= EXERCISE =
Using the records below, copy out exactly the line that contains "Task: Expected behaviour is that every instance of the blurred" and every line that follows it, up to and including the last, and no others.

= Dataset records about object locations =
● ● ●

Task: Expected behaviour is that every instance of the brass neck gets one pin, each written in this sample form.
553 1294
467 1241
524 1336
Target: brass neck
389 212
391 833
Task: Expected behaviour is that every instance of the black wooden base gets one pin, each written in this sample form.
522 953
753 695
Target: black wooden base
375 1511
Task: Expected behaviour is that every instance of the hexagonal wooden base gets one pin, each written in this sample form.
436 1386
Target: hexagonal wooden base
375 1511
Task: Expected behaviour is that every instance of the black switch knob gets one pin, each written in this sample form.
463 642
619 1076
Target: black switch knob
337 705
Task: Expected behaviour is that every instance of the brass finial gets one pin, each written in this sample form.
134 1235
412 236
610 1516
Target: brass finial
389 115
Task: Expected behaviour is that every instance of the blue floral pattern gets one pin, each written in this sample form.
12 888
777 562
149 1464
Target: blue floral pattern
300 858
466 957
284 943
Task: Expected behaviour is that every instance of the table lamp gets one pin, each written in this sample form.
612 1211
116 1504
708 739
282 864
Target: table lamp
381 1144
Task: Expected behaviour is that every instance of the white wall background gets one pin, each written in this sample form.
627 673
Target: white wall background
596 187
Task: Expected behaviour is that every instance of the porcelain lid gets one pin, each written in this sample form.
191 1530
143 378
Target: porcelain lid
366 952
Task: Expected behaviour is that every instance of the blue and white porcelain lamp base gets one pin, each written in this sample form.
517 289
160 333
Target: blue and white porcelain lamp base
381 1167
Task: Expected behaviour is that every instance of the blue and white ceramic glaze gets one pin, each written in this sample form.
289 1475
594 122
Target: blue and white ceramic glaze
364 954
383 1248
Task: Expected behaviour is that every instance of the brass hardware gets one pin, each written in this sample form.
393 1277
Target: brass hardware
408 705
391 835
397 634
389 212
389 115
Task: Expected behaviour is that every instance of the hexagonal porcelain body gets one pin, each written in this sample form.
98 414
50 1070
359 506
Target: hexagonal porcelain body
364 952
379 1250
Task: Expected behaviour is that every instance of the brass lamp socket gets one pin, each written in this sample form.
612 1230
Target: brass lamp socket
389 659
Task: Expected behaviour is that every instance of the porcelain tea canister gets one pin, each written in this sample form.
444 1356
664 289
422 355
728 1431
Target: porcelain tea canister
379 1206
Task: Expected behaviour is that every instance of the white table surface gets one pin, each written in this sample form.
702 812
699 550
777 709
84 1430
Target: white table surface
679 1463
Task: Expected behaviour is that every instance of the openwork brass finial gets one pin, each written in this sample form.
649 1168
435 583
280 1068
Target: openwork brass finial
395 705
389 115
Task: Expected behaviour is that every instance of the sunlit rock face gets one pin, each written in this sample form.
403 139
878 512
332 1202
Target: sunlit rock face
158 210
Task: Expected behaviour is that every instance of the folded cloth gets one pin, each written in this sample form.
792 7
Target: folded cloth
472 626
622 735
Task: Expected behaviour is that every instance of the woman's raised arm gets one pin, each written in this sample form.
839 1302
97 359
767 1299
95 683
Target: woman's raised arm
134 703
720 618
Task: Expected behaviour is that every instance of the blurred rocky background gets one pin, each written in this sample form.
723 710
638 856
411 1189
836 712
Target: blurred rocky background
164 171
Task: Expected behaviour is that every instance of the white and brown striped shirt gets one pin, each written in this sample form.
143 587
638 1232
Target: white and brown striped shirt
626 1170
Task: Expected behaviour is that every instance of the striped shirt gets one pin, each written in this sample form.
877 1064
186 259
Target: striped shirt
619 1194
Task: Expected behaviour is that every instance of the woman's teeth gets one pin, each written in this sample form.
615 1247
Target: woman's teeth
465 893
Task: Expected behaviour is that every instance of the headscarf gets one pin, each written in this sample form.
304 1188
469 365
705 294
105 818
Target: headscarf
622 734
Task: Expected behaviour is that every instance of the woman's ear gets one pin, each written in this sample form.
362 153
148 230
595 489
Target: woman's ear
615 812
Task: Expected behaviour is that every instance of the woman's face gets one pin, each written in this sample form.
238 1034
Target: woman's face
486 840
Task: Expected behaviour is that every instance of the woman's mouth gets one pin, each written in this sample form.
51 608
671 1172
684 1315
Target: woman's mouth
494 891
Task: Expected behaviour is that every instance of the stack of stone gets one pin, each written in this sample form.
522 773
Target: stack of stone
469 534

● ● ●

= CORRECT ANSWER =
Task: Expected behaviour is that every instance of the blurred rocky background gets one pin, each written in this sample form.
723 710
638 856
411 1189
836 712
Target: blurred rocky background
164 171
Task: Expected behaviour is that every instance of the white and brown striped shirt gets one pin, each written in this sample form.
143 587
638 1232
Target: white and brown striped shirt
626 1170
Task: Expected behaviour is that every instance of the striped shirt gets one pin, each written in this sample form.
877 1064
186 259
Target: striped shirt
619 1194
Task: Expected behaviour is that every instance of the woman's teeth gets one pin, each written in this sample form.
615 1247
Target: woman's teeth
465 893
Task: Expected behaviour is that every instance of the headscarf gets one pin, each written in this sample form.
304 1188
469 365
705 294
105 818
Target: headscarf
622 734
Task: Expected behaviour is that every instance of the woman's ear gets one pin, each written in this sample form.
362 153
148 230
595 489
Target: woman's ear
615 812
Task: Expected behaviour is that every instance of the woman's face gets one pin, each written in this sample form.
238 1034
Target: woman's face
486 840
Task: Expected behaviour is that every instance of the woman's mouth gets one pin, each written in this sample form.
51 608
671 1172
684 1315
Target: woman's mouth
494 891
Task: Expected behaviour is that every instance of the stack of stone gets one pin, each written in this sample form.
522 773
Target: stack of stone
469 534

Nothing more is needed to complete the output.